### KORTE OPDRACHT 1
Herhaal uit de items ongewijzigd de regels vanaf de regel met "unripe green fruit" tot en met de regel met "326), (184, 319)]".

### TE LEZEN FRAGMENT
☆ ☆ ☆ ☆ ☆
Een tastbare verbetering van de vertrouwensindex van de consument in mei 2012
zou een positief effect moeten hebben op de economische vertrouwensindex in de
nabije toekomst. 5.2.2. De aanpassing van de
overheidsfinanciën is begonnen De ontwikkelingen van de overheidsfinanciën in de
eurozone en de EU werden verder gekenmerkt door de budgettaire exitstrategie
die na de recessie van 2008-2009 werd ingesteld. Overeenkomstig de conclusies
van de Raad die eerst in 2009 werden uitgebracht en vervolgens in 2011 en begin
2012 werden herhaald, is de belangrijkste doelstelling van de budgettaire
exitstrategie de overheidsfinanciën opnieuw duurzaam te maken binnen het kader
van de budgettaire voorschriften van de EU. De pogingen tot budgettaire
consolidatie gingen van start in 2010, werden opgevoerd in 2011 en hebben tot
een aanzienlijke verbetering geleid van de toestand van de overheidsfinanciën
zowel in de eurozone als de EU. De economische conjunctuur, die in de eerste
helft van 2011 nog gunstig was, heeft ook positief bijgedragen aan deze
ontwikkeling. Het globale algemene
overheidstekort in de eurozone zal naar verwachting afnemen tot 3,2% van het bbp
in 2012, ongeveer 1 procentpunt lager dan in 2011. Uitsluitend rekening houdend
met de goedgekeurde begrotingen en andere maatregelen die door de lidstaten
tegen de uiterste datum voldoende waren gespecificeerd, zal het algemene
begrotingstekort in 2013 naar verwachting verder zakken tot 2,9% van het bbp.
☆ ☆ ☆ ☆ ☆
### Items uit een gegevensbron
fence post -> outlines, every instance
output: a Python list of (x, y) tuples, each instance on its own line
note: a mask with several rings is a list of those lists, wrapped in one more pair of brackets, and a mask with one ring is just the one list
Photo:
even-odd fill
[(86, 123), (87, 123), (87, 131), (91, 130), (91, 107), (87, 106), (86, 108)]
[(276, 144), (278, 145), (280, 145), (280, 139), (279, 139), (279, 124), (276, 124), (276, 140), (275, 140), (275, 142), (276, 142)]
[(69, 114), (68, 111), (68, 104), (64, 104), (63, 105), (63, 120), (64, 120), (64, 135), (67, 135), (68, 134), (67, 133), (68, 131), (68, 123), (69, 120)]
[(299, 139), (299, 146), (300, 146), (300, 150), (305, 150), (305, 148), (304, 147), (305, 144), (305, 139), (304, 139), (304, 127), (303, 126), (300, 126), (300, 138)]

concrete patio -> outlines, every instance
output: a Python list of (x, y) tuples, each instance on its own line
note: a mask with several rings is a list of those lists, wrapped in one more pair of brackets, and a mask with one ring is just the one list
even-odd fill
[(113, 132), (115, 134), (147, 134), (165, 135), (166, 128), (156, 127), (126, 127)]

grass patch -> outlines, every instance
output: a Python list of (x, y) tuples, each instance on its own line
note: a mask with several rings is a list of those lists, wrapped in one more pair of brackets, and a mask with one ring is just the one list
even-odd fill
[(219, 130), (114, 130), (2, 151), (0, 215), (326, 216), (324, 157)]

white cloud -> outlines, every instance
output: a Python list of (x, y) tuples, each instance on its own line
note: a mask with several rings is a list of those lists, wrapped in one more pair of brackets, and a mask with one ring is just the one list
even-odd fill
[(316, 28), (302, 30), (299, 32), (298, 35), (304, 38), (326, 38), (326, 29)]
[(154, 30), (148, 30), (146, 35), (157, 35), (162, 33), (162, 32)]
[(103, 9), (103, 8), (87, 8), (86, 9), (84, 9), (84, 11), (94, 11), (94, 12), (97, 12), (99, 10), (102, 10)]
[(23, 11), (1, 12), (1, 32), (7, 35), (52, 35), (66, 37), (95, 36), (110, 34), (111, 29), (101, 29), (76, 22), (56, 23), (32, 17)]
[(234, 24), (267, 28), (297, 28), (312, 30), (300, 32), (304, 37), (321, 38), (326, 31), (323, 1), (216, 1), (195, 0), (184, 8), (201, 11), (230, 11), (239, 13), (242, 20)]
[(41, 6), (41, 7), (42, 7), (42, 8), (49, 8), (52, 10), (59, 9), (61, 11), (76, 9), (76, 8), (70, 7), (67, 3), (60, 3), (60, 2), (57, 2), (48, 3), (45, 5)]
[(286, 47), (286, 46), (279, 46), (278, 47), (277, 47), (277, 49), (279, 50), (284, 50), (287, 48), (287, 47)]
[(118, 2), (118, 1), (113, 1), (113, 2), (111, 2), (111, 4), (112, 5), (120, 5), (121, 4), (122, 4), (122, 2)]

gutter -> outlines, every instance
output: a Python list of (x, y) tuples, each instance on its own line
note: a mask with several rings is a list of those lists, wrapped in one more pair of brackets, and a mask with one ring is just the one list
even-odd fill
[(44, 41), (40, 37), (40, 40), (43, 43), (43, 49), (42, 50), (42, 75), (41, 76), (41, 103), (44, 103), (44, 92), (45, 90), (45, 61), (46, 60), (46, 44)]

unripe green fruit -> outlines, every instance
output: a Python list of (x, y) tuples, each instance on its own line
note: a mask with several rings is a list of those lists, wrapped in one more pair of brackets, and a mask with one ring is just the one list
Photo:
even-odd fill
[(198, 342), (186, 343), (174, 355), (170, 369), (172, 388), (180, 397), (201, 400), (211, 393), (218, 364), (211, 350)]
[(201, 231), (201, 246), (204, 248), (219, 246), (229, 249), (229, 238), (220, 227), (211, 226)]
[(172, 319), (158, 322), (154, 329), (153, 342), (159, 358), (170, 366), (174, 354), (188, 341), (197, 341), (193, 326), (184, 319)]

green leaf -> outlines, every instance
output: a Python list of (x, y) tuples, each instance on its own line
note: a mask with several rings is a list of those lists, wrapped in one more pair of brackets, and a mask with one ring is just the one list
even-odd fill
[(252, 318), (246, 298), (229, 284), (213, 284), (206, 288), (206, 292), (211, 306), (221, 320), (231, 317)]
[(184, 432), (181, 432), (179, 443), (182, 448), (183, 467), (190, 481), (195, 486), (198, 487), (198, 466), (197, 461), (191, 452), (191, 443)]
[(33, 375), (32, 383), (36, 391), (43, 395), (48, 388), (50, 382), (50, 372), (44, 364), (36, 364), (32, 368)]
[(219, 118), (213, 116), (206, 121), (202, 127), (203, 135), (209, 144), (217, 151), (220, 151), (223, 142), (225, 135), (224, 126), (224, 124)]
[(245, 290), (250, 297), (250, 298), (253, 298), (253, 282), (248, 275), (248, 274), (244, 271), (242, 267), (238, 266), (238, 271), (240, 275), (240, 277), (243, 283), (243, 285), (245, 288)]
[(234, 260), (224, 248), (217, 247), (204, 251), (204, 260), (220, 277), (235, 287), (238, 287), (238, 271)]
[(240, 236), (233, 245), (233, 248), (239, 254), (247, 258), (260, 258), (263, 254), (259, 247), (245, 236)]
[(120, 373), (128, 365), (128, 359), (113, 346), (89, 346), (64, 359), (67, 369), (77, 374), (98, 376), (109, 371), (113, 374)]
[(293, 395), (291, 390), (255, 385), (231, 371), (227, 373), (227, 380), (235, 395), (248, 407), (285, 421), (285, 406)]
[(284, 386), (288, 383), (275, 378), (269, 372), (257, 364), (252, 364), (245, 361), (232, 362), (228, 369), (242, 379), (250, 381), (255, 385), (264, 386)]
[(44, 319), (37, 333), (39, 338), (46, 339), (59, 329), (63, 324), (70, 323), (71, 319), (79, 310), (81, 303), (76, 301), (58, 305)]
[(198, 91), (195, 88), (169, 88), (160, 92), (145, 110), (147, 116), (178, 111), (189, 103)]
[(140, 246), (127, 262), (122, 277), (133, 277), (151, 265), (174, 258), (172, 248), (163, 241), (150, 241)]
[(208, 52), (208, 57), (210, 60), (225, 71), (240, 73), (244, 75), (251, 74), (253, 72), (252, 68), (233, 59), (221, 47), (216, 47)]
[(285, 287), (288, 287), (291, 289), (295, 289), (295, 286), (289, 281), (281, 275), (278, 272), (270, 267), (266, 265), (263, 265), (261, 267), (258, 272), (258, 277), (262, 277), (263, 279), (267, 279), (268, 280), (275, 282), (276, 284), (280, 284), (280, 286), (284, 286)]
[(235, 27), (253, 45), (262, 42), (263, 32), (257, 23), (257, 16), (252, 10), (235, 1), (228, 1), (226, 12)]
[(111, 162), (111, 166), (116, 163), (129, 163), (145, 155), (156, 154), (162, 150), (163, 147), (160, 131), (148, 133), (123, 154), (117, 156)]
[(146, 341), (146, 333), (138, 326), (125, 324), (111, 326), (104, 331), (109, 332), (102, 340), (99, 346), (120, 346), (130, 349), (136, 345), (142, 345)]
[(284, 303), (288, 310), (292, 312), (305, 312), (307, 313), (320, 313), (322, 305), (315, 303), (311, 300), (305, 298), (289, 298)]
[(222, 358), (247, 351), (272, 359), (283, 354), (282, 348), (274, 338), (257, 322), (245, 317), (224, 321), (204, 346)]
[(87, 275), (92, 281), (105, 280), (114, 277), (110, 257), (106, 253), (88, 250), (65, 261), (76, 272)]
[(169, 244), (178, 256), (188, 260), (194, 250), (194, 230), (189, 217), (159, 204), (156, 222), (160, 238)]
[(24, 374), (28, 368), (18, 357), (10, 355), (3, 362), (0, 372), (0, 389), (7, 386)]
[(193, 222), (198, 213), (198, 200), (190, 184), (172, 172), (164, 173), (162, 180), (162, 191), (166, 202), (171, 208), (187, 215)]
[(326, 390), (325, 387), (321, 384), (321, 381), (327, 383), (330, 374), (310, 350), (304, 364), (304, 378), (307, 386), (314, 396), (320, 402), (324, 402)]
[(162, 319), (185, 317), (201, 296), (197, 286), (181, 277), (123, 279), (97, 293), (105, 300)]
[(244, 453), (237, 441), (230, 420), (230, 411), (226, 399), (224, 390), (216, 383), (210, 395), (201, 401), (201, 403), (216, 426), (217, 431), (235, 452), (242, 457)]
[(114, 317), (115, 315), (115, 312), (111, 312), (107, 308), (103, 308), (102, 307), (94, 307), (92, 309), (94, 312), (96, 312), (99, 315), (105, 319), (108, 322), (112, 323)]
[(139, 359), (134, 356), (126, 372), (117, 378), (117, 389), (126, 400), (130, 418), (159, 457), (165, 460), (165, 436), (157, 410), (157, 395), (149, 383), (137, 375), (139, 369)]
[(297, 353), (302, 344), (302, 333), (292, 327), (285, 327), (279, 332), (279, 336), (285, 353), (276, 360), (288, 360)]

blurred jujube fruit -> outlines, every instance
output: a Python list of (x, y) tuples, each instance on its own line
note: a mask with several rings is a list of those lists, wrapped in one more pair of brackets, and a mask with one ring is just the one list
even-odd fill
☆ ☆ ☆ ☆ ☆
### KORTE OPDRACHT 2
In welk jaar gingen de pogingen tot budgettaire consolidatie volgens het fragment van start?

### ANTWOORD 1
unripe green fruit -> outlines, every instance
output: a Python list of (x, y) tuples, each instance on its own line
note: a mask with several rings is a list of those lists, wrapped in one more pair of brackets, and a mask with one ring is just the one list
Photo:
even-odd fill
[(198, 342), (186, 343), (174, 355), (170, 369), (172, 388), (180, 397), (201, 400), (211, 393), (218, 364), (211, 350)]
[(201, 231), (201, 246), (204, 248), (219, 246), (229, 249), (229, 238), (220, 227), (211, 226)]
[(172, 319), (158, 322), (154, 329), (153, 342), (159, 358), (170, 366), (174, 354), (188, 341), (197, 341), (193, 326), (184, 319)]

### ANTWOORD 2
In 2010.